> [GIVEN REQUEST]:
Please rewrite all of the lines below, requests included, and shift every bounding-box coordinate in the answers by adding -90 to it.

----- EXTRACTED INFORMATION

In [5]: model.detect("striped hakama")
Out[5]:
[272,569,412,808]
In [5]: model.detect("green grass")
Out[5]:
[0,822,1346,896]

----------

> [TASK OUTPUT]:
In [5]: model.detect("striped hakama")
Out[5]:
[182,479,322,718]
In [5]: model.detect("green grass")
Out[5]:
[-90,732,1256,806]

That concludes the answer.